__What you need to do__
The lines to return are the one containing "Find the metal" and all that follow it in the entries below, duplicated exactly and nothing else.

[Stored data entries]
·····

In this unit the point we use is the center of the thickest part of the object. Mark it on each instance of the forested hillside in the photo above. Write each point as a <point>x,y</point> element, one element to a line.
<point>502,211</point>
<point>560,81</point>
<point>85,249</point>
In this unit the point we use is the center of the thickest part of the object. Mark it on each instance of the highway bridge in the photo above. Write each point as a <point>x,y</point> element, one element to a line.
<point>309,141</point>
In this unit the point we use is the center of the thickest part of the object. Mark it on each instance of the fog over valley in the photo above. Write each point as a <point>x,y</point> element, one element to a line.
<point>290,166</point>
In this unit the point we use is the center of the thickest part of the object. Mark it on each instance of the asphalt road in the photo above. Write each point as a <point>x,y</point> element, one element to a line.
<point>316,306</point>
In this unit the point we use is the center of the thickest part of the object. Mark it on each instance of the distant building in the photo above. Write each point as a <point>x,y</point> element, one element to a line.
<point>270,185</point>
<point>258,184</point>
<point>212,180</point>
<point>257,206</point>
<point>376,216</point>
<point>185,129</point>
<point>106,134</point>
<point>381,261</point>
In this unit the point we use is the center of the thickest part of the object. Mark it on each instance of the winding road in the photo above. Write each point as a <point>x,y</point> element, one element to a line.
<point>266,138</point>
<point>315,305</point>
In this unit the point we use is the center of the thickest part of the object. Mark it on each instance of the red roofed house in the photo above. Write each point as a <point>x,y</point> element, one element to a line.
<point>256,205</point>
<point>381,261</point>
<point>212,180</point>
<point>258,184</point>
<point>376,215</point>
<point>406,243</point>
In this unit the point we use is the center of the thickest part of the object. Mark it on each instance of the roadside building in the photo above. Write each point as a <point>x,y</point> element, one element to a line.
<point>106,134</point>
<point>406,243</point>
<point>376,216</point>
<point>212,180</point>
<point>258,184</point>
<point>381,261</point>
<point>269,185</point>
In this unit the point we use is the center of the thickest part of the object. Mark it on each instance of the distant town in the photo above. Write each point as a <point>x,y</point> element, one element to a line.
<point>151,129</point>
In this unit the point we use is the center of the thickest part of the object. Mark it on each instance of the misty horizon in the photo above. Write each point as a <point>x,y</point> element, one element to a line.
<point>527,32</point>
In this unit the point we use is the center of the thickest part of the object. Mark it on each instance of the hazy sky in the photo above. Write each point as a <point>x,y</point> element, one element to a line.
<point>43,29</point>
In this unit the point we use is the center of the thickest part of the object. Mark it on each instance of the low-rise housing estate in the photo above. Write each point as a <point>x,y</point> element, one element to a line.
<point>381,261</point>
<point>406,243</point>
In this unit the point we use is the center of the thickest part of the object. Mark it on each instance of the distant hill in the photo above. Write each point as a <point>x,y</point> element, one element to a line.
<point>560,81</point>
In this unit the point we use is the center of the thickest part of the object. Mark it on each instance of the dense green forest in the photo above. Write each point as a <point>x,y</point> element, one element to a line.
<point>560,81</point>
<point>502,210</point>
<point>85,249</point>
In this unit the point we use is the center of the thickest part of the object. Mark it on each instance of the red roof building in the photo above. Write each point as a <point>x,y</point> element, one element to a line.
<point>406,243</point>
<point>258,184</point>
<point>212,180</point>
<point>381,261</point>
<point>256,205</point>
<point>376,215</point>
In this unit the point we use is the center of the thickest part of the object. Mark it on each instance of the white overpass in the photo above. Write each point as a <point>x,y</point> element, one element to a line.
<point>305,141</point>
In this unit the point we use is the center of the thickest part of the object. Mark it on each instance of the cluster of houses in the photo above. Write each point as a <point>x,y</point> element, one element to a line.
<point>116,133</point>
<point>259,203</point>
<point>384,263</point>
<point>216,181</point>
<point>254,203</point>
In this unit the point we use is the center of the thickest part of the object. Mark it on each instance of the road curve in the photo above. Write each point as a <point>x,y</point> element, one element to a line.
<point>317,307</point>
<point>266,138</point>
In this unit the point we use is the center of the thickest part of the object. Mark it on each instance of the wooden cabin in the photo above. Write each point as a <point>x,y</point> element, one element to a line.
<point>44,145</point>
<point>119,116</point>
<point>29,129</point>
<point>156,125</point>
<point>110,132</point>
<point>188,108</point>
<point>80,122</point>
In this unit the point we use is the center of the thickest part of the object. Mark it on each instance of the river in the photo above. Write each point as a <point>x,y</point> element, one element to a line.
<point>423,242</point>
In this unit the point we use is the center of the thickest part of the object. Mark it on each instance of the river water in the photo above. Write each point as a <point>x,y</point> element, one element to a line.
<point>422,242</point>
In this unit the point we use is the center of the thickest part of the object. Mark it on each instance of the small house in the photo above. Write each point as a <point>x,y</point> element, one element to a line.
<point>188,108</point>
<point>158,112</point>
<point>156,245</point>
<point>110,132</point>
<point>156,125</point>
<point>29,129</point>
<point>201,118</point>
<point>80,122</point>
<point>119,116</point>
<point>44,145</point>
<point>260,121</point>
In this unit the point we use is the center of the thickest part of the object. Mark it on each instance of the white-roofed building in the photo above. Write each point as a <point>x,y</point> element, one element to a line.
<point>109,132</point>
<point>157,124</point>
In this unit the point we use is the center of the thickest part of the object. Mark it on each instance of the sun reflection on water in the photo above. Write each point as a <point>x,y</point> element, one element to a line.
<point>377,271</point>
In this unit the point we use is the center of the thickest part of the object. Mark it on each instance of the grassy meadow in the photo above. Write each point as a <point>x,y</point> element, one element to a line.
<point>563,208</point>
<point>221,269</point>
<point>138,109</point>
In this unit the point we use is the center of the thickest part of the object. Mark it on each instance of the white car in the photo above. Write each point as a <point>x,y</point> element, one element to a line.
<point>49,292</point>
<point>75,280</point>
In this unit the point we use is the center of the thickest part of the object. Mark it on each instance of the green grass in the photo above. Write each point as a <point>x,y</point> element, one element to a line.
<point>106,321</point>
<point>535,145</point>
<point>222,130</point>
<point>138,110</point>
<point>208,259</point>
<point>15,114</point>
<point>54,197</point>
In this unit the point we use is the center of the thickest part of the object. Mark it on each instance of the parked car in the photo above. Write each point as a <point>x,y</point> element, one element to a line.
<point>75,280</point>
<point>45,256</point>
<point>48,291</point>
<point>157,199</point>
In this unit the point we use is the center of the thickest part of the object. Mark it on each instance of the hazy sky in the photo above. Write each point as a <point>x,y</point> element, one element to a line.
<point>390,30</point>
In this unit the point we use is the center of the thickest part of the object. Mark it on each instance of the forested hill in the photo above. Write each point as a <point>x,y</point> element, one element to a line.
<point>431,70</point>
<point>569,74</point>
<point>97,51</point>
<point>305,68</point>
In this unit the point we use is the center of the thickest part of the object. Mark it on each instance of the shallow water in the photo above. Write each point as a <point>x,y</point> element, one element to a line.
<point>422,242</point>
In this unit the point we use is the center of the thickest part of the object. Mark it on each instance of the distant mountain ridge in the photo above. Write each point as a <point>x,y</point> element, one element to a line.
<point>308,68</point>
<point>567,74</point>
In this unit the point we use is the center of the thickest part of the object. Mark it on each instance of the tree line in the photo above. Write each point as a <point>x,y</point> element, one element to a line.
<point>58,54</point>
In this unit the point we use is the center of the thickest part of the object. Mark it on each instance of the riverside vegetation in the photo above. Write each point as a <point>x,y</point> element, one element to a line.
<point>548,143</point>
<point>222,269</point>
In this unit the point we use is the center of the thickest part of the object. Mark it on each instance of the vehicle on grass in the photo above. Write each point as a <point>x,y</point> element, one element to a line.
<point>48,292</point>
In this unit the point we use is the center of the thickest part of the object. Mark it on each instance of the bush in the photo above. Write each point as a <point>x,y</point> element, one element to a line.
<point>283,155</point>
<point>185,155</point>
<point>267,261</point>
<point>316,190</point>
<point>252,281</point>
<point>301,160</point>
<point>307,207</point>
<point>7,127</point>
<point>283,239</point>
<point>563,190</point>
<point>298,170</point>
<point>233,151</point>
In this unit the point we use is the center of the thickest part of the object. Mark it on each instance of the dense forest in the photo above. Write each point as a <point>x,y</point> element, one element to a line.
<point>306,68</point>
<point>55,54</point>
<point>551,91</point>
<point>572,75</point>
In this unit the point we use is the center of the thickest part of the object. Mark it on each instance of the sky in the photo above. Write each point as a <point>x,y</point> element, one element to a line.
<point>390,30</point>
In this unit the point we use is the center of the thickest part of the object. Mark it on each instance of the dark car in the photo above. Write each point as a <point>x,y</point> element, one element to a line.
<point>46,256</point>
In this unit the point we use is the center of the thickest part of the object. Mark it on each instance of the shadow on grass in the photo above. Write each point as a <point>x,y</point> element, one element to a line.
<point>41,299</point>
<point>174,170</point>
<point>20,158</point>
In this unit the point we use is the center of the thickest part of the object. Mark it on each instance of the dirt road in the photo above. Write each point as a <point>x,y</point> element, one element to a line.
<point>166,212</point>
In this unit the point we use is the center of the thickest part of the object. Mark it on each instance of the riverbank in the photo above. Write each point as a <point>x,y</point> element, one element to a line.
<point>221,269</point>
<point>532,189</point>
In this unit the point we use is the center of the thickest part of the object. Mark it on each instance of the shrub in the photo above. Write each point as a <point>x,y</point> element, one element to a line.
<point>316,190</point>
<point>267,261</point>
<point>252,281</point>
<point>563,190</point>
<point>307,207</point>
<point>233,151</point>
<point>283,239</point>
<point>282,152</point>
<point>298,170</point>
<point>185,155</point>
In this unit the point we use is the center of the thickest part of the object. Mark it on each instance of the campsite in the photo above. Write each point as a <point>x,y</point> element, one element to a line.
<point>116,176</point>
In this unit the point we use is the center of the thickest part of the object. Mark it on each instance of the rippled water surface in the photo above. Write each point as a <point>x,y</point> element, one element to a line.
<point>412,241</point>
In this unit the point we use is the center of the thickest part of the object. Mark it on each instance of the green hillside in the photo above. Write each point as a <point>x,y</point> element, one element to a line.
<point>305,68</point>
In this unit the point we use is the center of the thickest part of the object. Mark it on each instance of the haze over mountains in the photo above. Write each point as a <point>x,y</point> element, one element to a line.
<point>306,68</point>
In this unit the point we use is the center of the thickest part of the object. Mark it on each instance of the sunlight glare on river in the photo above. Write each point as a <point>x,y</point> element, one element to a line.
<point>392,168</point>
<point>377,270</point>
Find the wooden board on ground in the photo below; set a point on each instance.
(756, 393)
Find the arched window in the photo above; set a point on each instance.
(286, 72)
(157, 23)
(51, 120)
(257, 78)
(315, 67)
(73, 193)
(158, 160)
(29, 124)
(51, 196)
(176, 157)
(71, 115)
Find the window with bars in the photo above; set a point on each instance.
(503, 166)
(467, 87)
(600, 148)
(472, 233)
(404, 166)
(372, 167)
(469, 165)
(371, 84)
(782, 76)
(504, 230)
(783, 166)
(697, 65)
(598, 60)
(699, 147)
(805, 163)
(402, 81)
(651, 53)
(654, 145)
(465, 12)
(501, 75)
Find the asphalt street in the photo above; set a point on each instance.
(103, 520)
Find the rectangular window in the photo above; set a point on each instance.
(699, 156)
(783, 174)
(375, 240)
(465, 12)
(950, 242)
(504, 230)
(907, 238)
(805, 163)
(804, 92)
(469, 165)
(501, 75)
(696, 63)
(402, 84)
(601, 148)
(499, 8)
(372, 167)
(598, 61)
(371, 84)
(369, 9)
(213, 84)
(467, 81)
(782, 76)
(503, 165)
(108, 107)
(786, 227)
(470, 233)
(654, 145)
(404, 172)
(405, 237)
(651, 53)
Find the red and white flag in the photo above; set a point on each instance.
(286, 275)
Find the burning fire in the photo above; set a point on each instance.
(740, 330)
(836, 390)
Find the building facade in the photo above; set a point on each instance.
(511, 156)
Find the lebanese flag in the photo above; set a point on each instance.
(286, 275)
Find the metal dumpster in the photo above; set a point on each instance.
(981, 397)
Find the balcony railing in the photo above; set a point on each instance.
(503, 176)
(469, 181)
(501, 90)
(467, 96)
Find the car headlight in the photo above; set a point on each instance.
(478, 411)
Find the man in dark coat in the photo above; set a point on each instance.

·····

__Worked solution__
Find the metal dumpster in the photo above; set a point on each instance.
(981, 397)
Find the balcony railing in the photo above; set a point on each instance.
(503, 176)
(469, 181)
(501, 90)
(467, 96)
Find the car headlight in the photo above; set a point on each instance.
(478, 411)
Find the man in dark coat in the photo above; set a point on each instance.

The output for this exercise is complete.